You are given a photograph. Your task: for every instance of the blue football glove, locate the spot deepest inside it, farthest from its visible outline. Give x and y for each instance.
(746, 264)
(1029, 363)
...
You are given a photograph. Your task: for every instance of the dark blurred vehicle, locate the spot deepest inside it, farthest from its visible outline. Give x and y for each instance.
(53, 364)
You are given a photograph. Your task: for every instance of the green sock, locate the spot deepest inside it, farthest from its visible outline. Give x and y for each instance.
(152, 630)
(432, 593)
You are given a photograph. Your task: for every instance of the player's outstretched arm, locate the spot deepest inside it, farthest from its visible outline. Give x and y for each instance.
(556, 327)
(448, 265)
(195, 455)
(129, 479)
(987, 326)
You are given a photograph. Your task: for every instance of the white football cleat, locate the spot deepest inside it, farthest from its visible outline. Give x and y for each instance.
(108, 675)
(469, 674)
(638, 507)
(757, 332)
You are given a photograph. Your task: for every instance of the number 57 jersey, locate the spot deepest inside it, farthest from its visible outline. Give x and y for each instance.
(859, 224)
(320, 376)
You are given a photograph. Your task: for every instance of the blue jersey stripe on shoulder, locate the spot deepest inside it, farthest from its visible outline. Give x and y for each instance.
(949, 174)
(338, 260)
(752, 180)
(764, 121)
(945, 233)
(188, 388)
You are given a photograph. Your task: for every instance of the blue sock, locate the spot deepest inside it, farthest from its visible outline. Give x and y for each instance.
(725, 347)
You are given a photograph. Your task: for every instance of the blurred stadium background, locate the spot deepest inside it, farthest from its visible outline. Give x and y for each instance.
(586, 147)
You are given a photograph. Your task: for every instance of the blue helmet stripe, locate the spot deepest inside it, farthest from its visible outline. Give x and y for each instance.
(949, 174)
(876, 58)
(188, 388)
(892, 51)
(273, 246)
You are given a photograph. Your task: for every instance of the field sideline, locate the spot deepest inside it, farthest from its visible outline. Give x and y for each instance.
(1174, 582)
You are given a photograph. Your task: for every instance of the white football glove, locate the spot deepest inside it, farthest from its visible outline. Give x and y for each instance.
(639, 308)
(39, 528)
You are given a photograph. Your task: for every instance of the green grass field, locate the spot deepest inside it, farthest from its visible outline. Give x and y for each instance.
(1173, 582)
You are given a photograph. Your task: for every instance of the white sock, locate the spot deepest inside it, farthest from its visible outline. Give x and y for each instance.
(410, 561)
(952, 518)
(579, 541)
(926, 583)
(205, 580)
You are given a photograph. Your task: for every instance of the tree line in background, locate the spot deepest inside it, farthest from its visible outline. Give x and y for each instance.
* * *
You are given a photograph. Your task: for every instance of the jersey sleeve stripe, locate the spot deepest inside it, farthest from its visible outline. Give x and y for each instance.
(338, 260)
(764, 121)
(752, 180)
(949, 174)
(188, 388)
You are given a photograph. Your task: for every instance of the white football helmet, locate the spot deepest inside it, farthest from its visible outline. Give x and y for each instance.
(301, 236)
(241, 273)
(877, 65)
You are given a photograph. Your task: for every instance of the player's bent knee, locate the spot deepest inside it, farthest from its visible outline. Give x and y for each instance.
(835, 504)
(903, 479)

## Work required
Identify every line in the data above that contains the string "field", and copy each such line in full.

## Solution to this task
You are given a photograph. Your task: for every instance of the field sideline, locate the spot deepest inside it, farthest from its visible outline. Give x and y for each instance.
You are given a photograph. Your task: for every instance of the green grass field, locate the spot deepest inside it, farthest from its visible outline. Give x and y for each instance.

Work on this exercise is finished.